AVAILABLE DATA
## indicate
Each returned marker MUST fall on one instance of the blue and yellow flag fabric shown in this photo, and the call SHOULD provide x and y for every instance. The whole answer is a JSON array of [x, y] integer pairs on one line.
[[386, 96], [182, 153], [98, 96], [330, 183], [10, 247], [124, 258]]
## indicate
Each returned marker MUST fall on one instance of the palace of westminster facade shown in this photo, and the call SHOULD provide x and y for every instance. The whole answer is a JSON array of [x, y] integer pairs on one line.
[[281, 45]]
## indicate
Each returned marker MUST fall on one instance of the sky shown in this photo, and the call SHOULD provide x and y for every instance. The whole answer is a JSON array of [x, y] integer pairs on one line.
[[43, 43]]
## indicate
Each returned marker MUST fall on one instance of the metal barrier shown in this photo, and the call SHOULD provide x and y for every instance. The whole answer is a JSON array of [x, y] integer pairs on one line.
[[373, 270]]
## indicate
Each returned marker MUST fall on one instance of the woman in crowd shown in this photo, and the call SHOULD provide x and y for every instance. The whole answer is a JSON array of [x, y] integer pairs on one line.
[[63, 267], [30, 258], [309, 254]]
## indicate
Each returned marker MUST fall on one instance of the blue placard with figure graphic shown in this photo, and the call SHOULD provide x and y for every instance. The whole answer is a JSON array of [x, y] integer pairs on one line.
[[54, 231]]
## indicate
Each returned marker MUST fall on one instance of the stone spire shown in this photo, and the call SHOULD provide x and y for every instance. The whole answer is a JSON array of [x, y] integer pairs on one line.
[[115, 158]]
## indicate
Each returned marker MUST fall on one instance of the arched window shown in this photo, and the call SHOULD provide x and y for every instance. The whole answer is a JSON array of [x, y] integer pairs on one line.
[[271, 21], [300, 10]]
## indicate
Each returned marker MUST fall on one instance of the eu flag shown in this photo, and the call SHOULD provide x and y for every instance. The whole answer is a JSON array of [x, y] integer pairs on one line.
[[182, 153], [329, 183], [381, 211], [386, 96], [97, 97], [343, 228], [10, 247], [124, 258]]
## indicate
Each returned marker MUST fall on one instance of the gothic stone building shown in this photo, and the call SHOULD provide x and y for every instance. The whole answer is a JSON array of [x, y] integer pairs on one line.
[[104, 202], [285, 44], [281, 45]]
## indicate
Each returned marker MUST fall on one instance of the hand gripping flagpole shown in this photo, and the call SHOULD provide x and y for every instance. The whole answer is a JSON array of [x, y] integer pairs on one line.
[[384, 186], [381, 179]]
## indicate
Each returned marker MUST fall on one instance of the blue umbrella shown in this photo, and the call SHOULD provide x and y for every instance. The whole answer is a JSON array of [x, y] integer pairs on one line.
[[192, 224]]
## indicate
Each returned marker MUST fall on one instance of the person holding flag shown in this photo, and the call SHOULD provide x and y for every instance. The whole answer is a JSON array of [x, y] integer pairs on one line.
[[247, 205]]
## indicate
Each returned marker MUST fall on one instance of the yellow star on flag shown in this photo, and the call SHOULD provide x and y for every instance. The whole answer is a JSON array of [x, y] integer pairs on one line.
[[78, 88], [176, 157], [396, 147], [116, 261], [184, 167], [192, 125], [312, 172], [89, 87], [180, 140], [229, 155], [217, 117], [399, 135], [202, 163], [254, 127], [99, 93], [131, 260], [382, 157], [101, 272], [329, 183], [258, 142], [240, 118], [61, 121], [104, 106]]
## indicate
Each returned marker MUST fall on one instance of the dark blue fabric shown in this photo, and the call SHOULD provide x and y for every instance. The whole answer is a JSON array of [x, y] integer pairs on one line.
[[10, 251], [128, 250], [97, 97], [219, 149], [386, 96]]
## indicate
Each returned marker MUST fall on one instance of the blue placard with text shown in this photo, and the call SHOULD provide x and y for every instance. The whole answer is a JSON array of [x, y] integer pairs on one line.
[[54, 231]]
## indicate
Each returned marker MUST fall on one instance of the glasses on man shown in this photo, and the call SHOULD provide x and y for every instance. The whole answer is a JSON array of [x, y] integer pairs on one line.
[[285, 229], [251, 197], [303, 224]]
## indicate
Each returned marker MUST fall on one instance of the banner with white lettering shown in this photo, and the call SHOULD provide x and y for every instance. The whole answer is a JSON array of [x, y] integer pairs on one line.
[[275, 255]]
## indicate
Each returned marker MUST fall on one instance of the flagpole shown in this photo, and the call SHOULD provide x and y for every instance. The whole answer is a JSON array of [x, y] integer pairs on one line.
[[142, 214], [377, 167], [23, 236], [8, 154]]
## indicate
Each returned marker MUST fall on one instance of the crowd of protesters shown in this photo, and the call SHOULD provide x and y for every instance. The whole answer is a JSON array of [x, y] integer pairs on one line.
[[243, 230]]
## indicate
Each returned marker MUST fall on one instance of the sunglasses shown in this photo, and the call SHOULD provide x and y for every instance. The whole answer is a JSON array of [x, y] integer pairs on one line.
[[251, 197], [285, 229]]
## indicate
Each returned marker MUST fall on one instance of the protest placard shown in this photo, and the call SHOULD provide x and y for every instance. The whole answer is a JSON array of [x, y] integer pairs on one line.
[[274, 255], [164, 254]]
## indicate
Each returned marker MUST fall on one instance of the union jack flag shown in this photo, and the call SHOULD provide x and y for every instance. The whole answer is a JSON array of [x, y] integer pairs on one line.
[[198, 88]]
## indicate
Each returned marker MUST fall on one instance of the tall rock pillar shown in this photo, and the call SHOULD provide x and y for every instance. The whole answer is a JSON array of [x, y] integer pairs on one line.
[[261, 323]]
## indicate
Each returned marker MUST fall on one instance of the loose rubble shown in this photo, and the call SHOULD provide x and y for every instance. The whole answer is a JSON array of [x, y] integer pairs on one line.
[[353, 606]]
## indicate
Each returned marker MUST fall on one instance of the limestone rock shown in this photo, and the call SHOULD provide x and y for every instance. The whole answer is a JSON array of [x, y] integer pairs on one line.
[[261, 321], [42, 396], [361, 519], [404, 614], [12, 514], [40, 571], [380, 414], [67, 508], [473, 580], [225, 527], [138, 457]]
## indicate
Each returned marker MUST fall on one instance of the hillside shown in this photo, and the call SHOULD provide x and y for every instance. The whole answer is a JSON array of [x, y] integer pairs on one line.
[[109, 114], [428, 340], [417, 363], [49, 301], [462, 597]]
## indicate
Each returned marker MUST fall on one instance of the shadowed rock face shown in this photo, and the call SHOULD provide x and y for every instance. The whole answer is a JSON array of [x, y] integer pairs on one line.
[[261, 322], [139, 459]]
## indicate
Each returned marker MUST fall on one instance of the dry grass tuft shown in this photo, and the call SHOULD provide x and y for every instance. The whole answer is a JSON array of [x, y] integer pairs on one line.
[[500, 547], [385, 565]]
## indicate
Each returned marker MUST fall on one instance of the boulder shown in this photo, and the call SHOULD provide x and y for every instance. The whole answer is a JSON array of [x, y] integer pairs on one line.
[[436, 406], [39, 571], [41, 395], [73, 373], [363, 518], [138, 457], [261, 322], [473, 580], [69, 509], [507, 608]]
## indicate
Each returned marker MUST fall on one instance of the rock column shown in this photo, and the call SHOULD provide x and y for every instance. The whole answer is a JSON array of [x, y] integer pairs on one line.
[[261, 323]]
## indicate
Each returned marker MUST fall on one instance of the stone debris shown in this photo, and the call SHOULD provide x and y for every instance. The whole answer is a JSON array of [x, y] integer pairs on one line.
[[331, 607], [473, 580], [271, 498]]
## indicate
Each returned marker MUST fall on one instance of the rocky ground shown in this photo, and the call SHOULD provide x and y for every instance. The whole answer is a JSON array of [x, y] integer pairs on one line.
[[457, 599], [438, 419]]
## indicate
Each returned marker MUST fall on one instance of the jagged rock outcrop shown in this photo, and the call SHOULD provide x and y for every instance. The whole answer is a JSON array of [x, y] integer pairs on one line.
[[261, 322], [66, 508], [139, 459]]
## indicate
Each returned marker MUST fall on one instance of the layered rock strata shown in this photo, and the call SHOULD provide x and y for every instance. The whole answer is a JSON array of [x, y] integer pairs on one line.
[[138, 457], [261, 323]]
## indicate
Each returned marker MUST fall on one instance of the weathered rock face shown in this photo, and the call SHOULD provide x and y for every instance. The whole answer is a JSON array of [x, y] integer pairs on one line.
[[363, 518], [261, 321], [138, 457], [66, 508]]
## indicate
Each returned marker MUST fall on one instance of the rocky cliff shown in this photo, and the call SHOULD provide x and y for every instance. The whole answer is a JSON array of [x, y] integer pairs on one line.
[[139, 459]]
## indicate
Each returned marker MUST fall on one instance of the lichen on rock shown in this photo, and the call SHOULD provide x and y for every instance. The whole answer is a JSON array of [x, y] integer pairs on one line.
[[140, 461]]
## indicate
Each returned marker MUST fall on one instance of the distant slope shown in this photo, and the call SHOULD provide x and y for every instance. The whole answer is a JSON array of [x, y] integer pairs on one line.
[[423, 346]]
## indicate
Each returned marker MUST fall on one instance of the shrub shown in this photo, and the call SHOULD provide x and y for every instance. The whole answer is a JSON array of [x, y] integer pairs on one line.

WHAT IS BEING ASKED
The answer is the line holding "Each returned marker MUST fall on one instance of the lichen" and all the lines after it through the end of the records, repeated exactly.

OUTPUT OF THE EXERCISE
Each returned marker MUST fall on one instance of the lichen on rock shown in this photo, and the call SHOULD provide x and y for every instance. The whole answer is a JSON array of [x, y] integer pairs on one line.
[[140, 461]]
## indicate
Each returned marker MUST fall on one instance of the distant slope shown in this photo, and the call SHOULD provide x and y for every instance. The whole answer is a JSON array of [x, y] integer pairs on one line.
[[423, 346]]
## indicate
Each returned marker MUST fall on one instance of the shrub shown in this photo, and the call SHOULD provide x and y for every instance. The whole answer is a JSON array of [x, y] integer pairs on one line.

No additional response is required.